What is needed ▸ Reproduce, word for word, the stretch of the impatiens post from "3. (It began)" through "of Mongolian horses.".

Source passage ▸
The end of an era

by Doctor Science

When I’ve had a garden, they’ve been shade gardens. I like to plant a lot of perennials, especially native plants, but for summer-long color to break up the relentless green my go-to plant has always been the common impatiens .

GRT-MA11-impatiens-edge

A typical shade garden in August. Or it used to be. source.

This era has ended. A fungal disease, impatiens downy mildew, is infecting most impatiens in the US and Europe. Because mildew spores can overwinter in the soil and persist for years, even if you could get uninfected plants you couldn’t trust that you had a place to put them. US gardeners are having to face the fact that we’ve probably bought our last flat of this species of impatiens, and we’re going to have to think of something else for summer color in the shade.

This is the kind of thing that happens with globalization, I guess: you get emotionally attached to a plant that’s native to Kenya, it spreads easily around the world, and then its disease spreads around the world, too.

It’s kind of the flip side of invasive alien species, that spread really easily when they *don’t* have a disease following them. Like, say, Asian carp, which have spread throughout the Mississippi River basin. If they become established in the Great Lakes, they’re likely to devastate the ecosystem and the fishing industry there. The question is whether the only way to keep them out of the Great Lakes would be to close the connection between Lake Michigan and the Mississippi basin, at Chicago. This would cost billions of dollars, seriously disrupt shipping, and might not work if the fish already have a toehold (finhold?) in the Great Lakes.

Have a good couple of days, guys: I’m a pollworker for NJ’s Primary Election, tomorrow. I’m pretty sure the number of voters at my district will get into double digits, but I doubt it’ll be triple. The only real vote is over the choice of Democrat to be ritually sacrificied go up against Christie.

8 thoughts on “The end of an era”

  1. What we learn from history is that we don’t learn from history.
    The American Chestnut
    The American Elm
    Two enormously valuable native trees, extirpated or greatly reduced by imported pathogens — just a couple of those “externalities” that are not accounted when economists explain the world.
    Now we’re losing the ash trees to the ash borer, and white pines to blister rust.

  2. “This is the kind of thing that happens with globalization, …”

    Which began in 1492 when Columbus reached the Americas. Pangaea, once split asunder, rejoined.

  3. (It began) Much much earlier, when during the last major Ice Age humans walked into the Americas and wreaked havoc (similarly in Australia when the ancestors of the Aborigines landed.
    And The Plague rode into the West on the back of Mongolian horses.

  4. Wait, that’s not a new thing.
    Once upon a time, a group of hominids strode/loped forth out of Olduvai Gorge…

  5. I like the pretty color of flowers as much as the next guy but I love the relentless green of trees and the shade gives me great comfort.
    It’s not just the globalization of pests to be of concerned but also global warming. Apparently those fungus carrying bark beetles don’t much care for cold weather.
    Those bugs are now deforesting my ‘City of Trees’ along with millions of acres of pine forest out here on the left side.

  6. and i bet the soft-bodied critters of the Cambrian oceans were bummed when the first armored and toothed carnivores started sniffing around.

  7. I’m starting to see more and more carp down here in Texas. They’re good to fish for, but bad for the overall ecosystem.

  8. Oy, every year my wife points out her garden and the impatiens, and always I can’t see them. Hell of a blind spot (the rest of the garden is notable, even by my limited perception of such things).
    I bet I see the parking lot, though.

Items stored from a collection ▸
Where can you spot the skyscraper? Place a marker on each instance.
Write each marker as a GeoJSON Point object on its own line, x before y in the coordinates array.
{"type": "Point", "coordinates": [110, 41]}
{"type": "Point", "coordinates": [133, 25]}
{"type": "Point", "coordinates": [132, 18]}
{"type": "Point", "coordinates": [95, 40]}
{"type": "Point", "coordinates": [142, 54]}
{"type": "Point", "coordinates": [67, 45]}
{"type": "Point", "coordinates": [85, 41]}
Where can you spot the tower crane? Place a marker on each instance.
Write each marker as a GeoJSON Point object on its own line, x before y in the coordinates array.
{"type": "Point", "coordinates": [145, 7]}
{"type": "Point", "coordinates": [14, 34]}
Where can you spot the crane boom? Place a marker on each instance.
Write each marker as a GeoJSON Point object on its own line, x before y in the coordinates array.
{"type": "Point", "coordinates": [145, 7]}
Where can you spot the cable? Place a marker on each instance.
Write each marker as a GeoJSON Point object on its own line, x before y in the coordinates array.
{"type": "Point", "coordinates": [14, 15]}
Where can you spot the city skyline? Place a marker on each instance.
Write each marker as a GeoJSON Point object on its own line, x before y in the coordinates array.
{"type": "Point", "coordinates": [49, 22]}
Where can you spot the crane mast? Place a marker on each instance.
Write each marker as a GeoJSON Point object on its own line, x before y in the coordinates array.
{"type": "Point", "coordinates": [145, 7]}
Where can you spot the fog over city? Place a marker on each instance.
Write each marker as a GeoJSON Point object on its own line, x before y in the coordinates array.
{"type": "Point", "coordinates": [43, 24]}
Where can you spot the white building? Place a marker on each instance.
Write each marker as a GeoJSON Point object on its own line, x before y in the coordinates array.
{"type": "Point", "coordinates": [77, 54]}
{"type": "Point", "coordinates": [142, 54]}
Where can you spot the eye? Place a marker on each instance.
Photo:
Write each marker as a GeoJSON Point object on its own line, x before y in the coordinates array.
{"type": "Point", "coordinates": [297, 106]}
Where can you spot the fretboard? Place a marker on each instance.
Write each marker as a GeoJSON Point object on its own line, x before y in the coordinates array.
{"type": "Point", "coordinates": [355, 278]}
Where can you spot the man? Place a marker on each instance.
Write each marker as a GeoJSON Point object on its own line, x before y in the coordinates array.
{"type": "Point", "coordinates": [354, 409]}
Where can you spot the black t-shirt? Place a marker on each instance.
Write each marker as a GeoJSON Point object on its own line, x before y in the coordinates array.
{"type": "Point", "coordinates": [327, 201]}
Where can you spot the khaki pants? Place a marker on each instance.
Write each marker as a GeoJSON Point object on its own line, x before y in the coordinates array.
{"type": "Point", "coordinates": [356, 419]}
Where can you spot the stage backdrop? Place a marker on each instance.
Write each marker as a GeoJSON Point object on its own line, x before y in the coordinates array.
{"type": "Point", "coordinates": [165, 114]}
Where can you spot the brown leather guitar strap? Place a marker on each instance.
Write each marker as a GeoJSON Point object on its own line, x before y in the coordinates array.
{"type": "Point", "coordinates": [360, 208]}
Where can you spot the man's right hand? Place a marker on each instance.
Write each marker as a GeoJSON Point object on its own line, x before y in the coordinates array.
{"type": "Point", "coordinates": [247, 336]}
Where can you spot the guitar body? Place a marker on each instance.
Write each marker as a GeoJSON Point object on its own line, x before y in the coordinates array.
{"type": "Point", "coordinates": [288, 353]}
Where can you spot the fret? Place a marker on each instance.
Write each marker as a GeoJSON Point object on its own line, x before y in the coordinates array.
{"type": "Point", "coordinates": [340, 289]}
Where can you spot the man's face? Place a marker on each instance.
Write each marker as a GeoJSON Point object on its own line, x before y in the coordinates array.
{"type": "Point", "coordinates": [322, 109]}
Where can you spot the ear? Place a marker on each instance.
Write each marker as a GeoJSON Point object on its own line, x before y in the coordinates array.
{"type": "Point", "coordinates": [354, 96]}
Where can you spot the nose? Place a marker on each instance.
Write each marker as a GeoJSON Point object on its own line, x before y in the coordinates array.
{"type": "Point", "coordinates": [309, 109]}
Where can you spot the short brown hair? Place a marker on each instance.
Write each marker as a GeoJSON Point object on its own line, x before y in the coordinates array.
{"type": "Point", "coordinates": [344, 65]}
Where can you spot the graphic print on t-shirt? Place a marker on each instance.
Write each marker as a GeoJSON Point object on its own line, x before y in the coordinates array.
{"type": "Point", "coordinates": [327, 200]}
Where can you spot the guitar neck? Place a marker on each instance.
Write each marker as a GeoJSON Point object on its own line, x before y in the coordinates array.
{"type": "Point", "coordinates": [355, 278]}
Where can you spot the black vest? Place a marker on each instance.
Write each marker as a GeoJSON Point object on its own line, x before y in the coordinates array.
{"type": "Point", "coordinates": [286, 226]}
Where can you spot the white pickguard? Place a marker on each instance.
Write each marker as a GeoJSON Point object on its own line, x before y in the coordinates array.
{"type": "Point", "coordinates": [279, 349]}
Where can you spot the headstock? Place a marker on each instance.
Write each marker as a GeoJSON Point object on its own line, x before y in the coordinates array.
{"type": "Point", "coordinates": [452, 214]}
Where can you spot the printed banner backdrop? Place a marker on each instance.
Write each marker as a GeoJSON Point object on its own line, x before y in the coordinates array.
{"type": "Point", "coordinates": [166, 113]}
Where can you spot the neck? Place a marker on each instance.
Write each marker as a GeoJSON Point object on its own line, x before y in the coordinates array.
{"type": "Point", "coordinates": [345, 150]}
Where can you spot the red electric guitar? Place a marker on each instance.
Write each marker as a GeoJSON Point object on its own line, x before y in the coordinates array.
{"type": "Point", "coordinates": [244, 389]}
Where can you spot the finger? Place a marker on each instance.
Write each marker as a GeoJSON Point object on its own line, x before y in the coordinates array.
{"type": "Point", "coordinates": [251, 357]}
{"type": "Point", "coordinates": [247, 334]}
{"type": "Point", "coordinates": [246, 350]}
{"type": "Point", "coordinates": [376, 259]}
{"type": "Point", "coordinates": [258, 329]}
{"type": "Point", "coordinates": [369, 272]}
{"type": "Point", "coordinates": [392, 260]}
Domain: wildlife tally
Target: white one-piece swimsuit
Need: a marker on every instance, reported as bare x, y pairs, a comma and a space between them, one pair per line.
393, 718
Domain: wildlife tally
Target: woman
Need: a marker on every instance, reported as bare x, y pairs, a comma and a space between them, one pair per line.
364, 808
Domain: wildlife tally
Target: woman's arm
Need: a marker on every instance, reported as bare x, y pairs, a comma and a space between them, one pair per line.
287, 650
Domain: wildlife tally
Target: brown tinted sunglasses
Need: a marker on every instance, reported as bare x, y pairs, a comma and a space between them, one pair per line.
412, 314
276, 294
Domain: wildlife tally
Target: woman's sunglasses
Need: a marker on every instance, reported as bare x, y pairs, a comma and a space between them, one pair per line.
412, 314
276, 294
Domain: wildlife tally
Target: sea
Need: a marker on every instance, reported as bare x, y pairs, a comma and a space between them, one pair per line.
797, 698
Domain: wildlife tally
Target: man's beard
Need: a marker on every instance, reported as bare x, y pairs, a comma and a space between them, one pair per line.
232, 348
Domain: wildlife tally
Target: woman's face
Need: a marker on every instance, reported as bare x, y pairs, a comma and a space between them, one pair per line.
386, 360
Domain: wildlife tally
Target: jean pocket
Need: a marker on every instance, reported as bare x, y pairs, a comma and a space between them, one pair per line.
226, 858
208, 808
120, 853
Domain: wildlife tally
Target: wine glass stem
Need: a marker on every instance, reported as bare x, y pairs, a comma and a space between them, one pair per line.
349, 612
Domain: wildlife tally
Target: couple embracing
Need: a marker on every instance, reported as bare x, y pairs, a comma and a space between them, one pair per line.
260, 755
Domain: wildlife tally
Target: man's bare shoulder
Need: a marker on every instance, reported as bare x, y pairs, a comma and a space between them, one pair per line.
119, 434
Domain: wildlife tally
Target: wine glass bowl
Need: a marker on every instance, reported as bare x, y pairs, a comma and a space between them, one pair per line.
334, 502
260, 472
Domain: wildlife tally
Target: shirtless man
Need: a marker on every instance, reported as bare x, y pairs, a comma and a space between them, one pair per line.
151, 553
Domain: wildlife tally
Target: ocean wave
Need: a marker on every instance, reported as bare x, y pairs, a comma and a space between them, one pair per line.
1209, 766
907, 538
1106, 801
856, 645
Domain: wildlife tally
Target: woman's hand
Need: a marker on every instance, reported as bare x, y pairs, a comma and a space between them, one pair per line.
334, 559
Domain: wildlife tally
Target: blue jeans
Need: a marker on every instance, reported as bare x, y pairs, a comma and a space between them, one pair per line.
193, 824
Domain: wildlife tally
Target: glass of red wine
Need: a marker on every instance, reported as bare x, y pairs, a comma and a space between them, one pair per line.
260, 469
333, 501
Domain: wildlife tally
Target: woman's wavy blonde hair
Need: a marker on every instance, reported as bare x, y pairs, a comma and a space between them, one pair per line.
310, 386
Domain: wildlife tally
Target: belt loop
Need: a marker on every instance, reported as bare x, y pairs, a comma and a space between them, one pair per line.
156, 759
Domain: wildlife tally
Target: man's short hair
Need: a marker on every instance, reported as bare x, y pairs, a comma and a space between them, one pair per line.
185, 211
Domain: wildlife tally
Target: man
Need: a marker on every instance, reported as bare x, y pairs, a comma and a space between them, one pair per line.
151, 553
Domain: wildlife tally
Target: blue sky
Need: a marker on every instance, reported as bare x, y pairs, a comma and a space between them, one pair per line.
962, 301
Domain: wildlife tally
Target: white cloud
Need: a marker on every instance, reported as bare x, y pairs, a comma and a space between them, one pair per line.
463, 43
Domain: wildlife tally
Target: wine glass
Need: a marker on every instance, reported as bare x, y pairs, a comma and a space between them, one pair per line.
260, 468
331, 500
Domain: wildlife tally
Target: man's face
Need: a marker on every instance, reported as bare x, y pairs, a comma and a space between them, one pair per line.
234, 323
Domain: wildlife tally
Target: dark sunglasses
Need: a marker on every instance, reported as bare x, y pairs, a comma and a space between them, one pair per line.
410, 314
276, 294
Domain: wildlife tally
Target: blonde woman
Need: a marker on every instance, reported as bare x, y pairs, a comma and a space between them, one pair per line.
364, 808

Written solution ▸
3. (It began) Much much earlier, when during the last major Ice Age humans walked into the Americas and wreaked havoc (similarly in Australia when the ancestors of the Aborigines landed.
    And The Plague rode into the West on the back of Mongolian horses.